BEGIN Given records

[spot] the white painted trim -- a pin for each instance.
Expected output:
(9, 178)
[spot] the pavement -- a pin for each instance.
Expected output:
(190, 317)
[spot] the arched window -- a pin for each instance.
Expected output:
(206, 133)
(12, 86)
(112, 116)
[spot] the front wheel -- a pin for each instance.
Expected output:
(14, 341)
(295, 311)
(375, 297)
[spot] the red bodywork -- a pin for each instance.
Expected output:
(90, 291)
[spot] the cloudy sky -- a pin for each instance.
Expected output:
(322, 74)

END Given records

Aim —
Reproduce all of the material above line for line, without changing a single character.

Result —
[spot] the white painted trim -- a pin for each instance.
Expected output:
(9, 178)
[spot] the pavement -- a pin for each instance.
Expected output:
(190, 317)
[spot] the arched window -- a pin for each instance.
Expected output:
(206, 133)
(12, 86)
(112, 116)
[spot] the front wheel -- a pin for each instance.
Expected output:
(14, 341)
(295, 311)
(375, 297)
[spot] the red bodywork -- a pin for each instance.
Expected output:
(90, 291)
[spot] the cloudy sky -- a pin for each instance.
Expected output:
(322, 74)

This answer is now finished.